→ **What you need to do**: Extract each line of the records below that contains the word "green".

→ **Extracted entries**:

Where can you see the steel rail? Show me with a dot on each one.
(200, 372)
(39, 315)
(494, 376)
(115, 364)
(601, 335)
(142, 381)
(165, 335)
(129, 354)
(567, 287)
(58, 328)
---
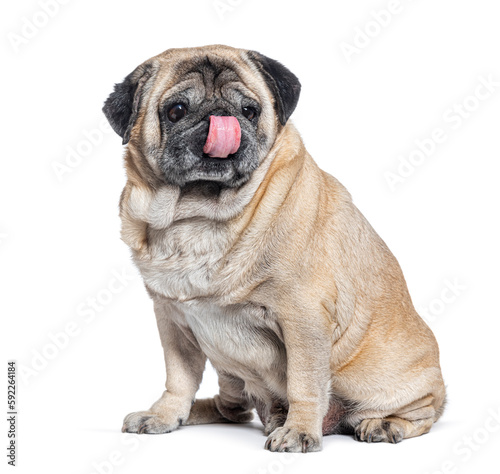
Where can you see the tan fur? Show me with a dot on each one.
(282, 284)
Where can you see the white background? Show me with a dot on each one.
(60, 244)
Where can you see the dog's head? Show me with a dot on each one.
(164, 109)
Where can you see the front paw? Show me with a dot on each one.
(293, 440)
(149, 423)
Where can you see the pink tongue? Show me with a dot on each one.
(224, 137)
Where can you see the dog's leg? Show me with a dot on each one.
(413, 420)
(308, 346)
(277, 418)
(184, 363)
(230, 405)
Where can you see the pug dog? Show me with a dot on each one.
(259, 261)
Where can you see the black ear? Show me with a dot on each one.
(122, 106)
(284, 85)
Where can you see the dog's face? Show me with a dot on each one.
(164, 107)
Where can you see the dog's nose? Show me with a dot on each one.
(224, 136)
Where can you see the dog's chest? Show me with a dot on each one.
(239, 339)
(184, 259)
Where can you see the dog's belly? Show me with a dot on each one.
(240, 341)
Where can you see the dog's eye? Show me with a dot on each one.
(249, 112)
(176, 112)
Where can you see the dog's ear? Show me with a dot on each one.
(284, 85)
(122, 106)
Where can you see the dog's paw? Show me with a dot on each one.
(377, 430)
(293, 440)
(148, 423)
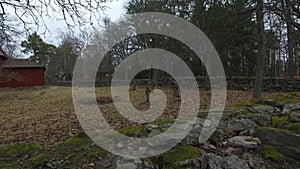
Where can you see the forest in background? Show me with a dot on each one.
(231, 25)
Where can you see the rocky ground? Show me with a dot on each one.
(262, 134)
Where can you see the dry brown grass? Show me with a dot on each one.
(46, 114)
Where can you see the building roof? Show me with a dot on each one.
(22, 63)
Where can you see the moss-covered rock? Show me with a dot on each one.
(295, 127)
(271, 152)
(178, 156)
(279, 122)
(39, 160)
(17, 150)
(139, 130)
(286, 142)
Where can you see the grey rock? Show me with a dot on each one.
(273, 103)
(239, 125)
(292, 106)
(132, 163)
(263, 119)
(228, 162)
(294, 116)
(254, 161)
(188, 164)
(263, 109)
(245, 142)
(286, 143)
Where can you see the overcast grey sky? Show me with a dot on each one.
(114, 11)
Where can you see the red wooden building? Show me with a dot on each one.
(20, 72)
--
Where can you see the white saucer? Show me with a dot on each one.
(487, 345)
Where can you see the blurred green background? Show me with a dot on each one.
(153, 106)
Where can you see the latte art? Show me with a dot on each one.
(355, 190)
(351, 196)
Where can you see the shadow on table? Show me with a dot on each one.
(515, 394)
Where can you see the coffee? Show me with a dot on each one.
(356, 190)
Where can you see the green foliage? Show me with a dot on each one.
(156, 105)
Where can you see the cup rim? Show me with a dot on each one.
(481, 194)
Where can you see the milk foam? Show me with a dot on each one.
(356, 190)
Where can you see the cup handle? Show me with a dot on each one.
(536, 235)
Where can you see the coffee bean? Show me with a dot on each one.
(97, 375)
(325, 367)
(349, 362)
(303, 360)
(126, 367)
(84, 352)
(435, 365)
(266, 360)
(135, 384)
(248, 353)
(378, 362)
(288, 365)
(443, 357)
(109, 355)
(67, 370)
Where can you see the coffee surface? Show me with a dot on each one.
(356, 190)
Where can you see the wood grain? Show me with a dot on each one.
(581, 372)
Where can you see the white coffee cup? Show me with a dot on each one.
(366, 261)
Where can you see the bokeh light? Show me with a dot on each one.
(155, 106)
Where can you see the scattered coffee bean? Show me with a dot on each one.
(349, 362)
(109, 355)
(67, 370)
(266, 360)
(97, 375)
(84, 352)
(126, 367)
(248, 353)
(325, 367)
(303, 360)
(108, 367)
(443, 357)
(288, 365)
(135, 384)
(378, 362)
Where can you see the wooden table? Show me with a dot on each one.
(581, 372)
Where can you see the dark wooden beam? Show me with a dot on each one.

→ **The solution**:
Where can you see the blurred green background? Show me with a dot on each one.
Where can you see the green foliage? Show me with a dot on each one.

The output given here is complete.